____ Supplied passage
# NLP

TODO merge in notes from 6.864 shingles markov chain pos tagging logistic stemming porter stemming: exclusion lists

general NLP problems

- POS tagging
- sentence detection
- tokenization/segmentation: figuring out word/sentence boundaries
- simplest: over all possible segmentations, return seg w max prod over all words of P(word)

- chunking
- parsing
- named entity recognition
- coreference

misc

- n-grams of chars: useful for language guessing

term frequency inverse document frequency (TFIDF)

term frequency is num occurrences of term t_i in doc d_j over total num words in d_j (how prominent t_i is in d_j):

tf_{i,j} = \frac{ n_{i,j} }{ \sum_k n_{k,j} }inverse document frequency is num docs over num docs with t_i (more common words are less important):

idf_i = \log \frac{ |D| }{ | \{ d : t_i \in d \} | }tf-idf = tf * idf

soundex algorithm

- rudemintary “sounds-alike” phonetic algorithm for encoding things that sound similar to the same representation, for matching

vector space model

- represent text docs as vectors of identifiers
- eg index terms: each dim corresponds to a term; some possible values are:
- bits indicating presence
- counts
- tf-idf

- relevancy rankings: treat query as doc, find most cosine-similar doc
- limitations
- long docs poorly represented, have poor similarity values (small scalar product/numerator and large dimensionality/denominator)
________
____ Recorded data
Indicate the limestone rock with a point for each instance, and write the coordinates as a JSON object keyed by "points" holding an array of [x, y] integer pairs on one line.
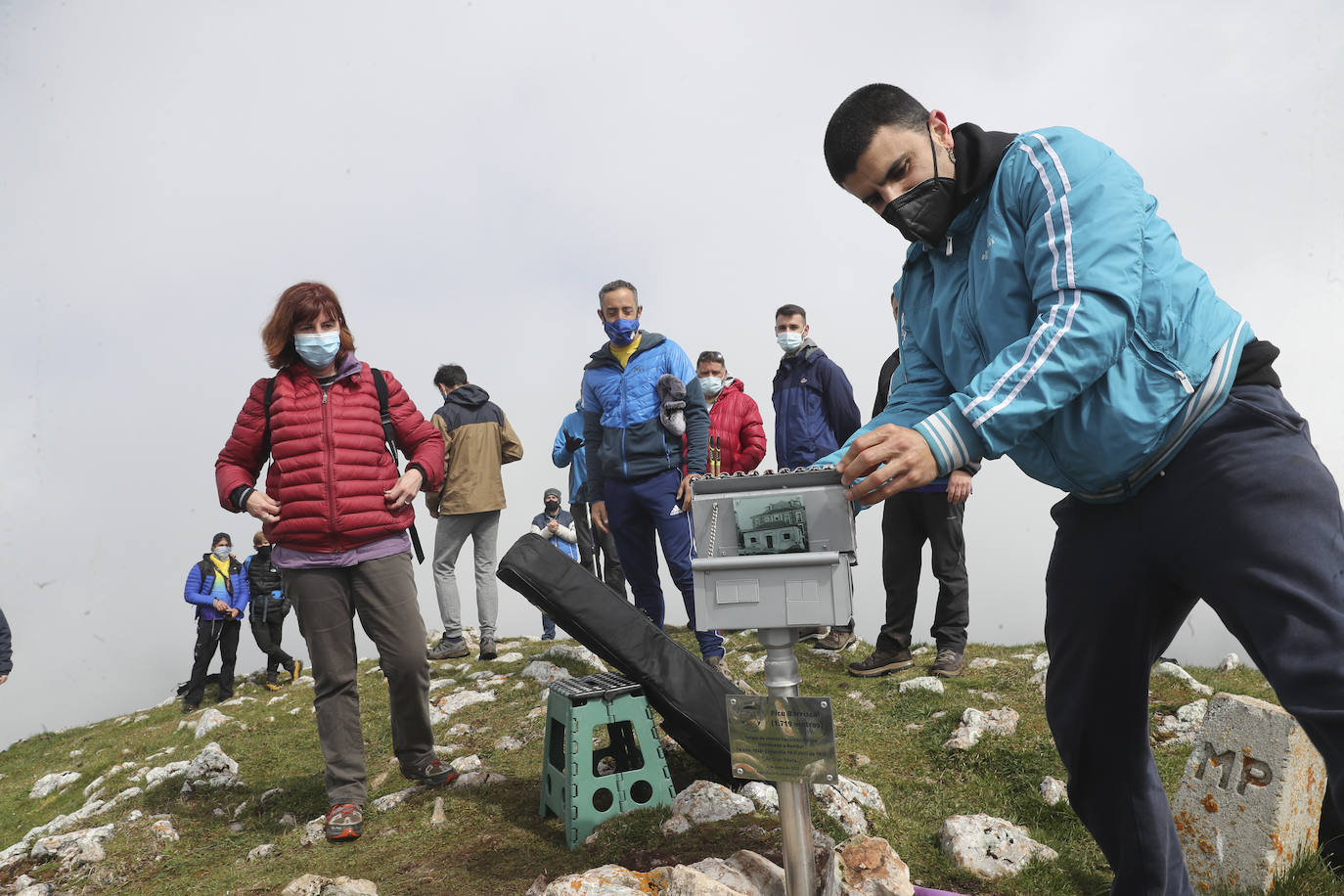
{"points": [[607, 880], [546, 672], [74, 849], [744, 872], [1249, 801], [989, 846], [922, 683], [976, 723], [1053, 790], [765, 797], [866, 867], [49, 784], [1176, 672], [210, 720]]}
________
Required work » From the NLP notes, quote word for word the stretch from "vector space model" through "and large dimensionality/denominator)".

Result of this exercise »
vector space model

- represent text docs as vectors of identifiers
- eg index terms: each dim corresponds to a term; some possible values are:
- bits indicating presence
- counts
- tf-idf

- relevancy rankings: treat query as doc, find most cosine-similar doc
- limitations
- long docs poorly represented, have poor similarity values (small scalar product/numerator and large dimensionality/denominator)